## PAGE EXCERPT
◇ ◇ ◇

With FORGE, writer-director Jing Ai Ng takes the bones of a true-crime art-world scandal and transforms them into something far more psychologically textured than a standard forgery thriller. Inspired in part by the infamous Knoedler Gallery scandal — and particularly by the unresolved mystery of the Chinese forger who fled and was never fully heard from — Ng found the kind of narrative opening filmmakers dream about: a real-world crime with enough unanswered questions to allow imagination to step in.
“That really was a huge inspiration for the story,” Ng says, noting that the forger behind tens of millions of dollars in fraudulent art was Chinese and “was never interviewed — complete question marks.” For a filmmaker fascinated by art crime, identity, and deception, that ambiguity became “a great canvas and a great starting point.”
Set in Miami’s lush, moneyed art world, FORGE centers on siblings Coco and Raymond Zhang, played by Andie Ju and Brandon Soo Hoo, who operate an underground forgery business before being pulled into a larger scheme by disgraced millionaire Holden Beaumont, played with oily entitlement by Edmund Donovan. But what makes the film so compelling is not simply the mechanics of the crime. It is Ng’s decision to place the emotional weight of the story on Coco — an artist, a criminal, a dreamer, and, in her own warped way, a purist.
Ng knew the audience had to feel for her.
“We wanted to lend a softness to the main character,” she says. “She’s a villain, but we still wanted you to feel for her.”

◇ ◇ ◇

## DATASET CONTENT
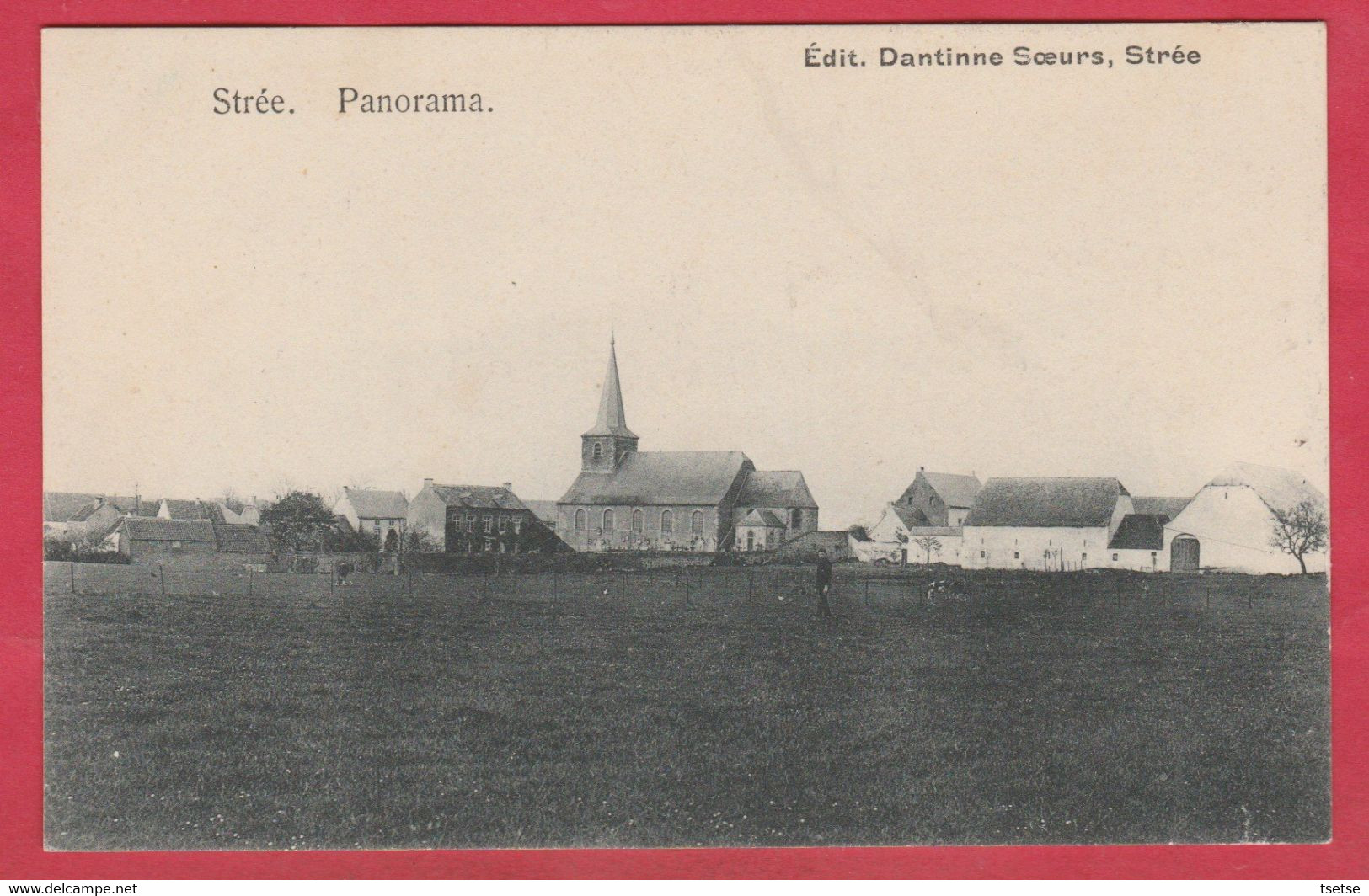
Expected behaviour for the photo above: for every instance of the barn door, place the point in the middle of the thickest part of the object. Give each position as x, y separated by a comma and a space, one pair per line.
1183, 554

◇ ◇ ◇

## TASKS TO PERFORM
A - Return the passage of the FORGE article from "Set in Miami’s" to "way, a purist.", copied word for word.
B - According to the FORGE article, which actor plays the disgraced millionaire Holden Beaumont?

## RESULTS
A -
Set in Miami’s lush, moneyed art world, FORGE centers on siblings Coco and Raymond Zhang, played by Andie Ju and Brandon Soo Hoo, who operate an underground forgery business before being pulled into a larger scheme by disgraced millionaire Holden Beaumont, played with oily entitlement by Edmund Donovan. But what makes the film so compelling is not simply the mechanics of the crime. It is Ng’s decision to place the emotional weight of the story on Coco — an artist, a criminal, a dreamer, and, in her own warped way, a purist.

B - Edmund Donovan